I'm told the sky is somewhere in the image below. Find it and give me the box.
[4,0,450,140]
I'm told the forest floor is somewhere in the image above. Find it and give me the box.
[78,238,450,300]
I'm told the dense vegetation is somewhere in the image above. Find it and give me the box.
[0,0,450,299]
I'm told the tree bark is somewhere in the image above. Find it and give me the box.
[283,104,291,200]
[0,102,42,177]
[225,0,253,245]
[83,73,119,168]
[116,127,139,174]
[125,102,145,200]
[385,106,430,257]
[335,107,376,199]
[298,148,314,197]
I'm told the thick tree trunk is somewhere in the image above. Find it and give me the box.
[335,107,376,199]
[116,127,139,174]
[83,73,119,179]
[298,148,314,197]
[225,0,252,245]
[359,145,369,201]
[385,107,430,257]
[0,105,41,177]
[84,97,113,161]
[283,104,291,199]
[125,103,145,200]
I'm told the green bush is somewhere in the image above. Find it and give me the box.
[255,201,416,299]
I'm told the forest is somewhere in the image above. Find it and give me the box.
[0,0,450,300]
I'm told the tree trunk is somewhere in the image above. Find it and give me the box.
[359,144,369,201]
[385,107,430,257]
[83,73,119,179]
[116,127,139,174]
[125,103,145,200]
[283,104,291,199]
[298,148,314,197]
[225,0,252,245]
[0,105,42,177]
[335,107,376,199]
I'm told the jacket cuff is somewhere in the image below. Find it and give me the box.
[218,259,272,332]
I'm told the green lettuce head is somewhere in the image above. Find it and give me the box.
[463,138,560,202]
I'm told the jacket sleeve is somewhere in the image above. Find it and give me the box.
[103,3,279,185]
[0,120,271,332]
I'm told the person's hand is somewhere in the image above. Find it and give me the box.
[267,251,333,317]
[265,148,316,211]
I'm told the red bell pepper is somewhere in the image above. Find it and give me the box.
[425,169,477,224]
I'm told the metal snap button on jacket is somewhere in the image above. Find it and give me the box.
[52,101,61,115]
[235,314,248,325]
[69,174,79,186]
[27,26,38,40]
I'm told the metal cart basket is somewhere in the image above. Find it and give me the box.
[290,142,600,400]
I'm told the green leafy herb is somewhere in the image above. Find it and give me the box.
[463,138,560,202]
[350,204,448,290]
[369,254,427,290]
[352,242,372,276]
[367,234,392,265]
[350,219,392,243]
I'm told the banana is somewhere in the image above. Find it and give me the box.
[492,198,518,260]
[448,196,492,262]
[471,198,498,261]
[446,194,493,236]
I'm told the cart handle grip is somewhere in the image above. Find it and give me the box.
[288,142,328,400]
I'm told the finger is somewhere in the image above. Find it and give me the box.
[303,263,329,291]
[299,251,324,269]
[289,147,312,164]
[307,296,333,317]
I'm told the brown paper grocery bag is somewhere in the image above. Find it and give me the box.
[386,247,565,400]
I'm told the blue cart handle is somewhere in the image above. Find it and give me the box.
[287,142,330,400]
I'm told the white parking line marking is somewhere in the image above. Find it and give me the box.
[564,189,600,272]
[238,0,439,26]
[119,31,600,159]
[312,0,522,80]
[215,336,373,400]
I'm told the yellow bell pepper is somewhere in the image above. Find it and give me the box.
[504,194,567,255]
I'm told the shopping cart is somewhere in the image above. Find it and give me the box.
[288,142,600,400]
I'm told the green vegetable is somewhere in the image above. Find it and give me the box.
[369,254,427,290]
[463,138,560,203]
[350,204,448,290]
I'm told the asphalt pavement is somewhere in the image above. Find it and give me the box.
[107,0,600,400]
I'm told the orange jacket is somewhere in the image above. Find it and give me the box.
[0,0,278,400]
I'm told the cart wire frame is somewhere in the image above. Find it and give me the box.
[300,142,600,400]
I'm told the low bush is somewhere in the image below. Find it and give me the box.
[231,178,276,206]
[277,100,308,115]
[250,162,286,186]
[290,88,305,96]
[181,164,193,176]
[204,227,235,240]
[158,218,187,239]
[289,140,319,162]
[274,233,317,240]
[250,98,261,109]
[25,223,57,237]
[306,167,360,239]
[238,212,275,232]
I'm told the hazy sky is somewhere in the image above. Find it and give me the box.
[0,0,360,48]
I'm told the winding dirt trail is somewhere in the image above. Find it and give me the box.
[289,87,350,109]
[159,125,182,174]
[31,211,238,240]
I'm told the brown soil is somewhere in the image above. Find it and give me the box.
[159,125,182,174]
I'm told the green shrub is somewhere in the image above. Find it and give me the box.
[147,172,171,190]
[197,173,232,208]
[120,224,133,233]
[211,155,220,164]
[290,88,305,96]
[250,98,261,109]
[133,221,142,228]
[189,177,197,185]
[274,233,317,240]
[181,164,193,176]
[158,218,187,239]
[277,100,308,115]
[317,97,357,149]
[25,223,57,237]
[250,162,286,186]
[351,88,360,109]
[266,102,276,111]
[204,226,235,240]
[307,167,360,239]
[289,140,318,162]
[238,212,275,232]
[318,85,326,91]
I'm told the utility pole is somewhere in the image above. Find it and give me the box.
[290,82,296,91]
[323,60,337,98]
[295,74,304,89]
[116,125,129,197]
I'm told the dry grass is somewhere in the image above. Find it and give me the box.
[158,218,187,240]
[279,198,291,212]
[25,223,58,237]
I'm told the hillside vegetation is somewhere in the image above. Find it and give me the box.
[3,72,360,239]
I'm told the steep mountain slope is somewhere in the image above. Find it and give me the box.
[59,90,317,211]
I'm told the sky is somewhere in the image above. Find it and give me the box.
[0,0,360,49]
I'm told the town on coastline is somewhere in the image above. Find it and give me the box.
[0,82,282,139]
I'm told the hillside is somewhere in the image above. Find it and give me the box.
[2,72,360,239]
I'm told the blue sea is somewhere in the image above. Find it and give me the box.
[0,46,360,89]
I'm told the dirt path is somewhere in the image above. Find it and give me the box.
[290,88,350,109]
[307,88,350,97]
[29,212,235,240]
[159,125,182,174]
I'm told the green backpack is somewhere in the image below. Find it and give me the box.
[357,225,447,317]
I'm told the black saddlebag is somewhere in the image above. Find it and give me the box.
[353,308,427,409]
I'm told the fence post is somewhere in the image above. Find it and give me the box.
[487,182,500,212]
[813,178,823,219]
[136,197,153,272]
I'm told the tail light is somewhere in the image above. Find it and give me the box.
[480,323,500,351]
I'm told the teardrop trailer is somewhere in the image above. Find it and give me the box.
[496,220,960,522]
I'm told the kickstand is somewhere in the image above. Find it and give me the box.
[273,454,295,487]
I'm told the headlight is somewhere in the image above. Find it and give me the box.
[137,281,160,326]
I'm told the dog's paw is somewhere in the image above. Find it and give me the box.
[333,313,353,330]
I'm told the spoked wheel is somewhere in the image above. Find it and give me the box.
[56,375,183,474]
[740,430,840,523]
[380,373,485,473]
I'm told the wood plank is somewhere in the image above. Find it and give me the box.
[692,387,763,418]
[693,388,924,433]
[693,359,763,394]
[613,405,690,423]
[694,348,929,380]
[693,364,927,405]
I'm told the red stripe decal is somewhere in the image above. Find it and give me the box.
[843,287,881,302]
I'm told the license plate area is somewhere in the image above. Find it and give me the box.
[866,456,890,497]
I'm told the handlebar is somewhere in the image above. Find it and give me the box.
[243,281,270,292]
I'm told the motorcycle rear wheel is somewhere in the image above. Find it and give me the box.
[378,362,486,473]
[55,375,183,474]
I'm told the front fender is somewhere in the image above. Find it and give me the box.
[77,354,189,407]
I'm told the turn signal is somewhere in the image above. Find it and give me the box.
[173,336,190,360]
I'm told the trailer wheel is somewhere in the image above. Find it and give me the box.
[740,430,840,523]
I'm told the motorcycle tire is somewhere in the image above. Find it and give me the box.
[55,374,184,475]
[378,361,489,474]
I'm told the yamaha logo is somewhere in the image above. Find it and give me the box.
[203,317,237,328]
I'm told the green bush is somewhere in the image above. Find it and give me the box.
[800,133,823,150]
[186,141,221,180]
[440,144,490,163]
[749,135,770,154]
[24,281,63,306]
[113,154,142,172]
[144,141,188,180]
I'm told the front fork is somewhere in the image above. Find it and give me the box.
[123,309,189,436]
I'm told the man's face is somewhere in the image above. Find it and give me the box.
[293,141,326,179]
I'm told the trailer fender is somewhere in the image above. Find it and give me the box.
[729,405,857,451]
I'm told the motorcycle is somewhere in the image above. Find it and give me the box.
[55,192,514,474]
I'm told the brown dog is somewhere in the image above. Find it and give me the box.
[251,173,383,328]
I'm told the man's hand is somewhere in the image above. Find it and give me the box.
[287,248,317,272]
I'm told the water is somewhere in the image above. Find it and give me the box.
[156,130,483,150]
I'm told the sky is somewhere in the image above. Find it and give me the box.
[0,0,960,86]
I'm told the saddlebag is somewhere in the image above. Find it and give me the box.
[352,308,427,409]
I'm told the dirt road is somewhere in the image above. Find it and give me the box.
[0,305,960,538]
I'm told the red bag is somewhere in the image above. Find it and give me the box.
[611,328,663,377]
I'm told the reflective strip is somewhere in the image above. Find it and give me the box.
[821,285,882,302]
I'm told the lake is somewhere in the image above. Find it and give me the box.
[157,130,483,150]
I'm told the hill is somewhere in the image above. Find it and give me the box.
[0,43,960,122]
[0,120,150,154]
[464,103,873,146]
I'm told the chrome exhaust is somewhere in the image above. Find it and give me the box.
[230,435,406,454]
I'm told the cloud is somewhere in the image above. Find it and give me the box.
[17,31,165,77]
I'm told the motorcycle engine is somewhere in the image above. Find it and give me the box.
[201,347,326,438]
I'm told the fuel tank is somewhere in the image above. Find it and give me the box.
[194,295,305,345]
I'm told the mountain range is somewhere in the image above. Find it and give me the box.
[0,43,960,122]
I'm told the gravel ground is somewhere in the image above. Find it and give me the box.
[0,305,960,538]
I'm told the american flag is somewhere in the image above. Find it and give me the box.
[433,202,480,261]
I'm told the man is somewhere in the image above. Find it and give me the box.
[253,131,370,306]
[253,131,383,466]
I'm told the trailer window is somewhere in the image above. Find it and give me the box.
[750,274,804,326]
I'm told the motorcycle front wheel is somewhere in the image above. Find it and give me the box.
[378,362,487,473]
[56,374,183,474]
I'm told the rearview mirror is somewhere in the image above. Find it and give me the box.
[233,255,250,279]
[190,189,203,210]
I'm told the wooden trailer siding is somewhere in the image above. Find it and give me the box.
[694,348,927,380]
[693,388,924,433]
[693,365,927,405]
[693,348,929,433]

→ WHAT TO DO: Rewrite the items between the lines holding "I'm told the headlight" and "[380,373,485,473]", inclusive, with "spoked wheel" changed to "bicycle wheel" and nothing else altered. Give back only those lines.

→ RESULT FOR THIS EXERCISE:
I'm told the headlight is somewhere in the image above. Find it and give me the box.
[137,281,160,326]
I'm told the dog's paw is somewhere in the image above. Find it and give me the box.
[333,313,353,330]
I'm told the bicycle wheel is somewhere in the image above. Find it and give me the box.
[56,375,183,474]
[740,430,840,523]
[380,373,485,473]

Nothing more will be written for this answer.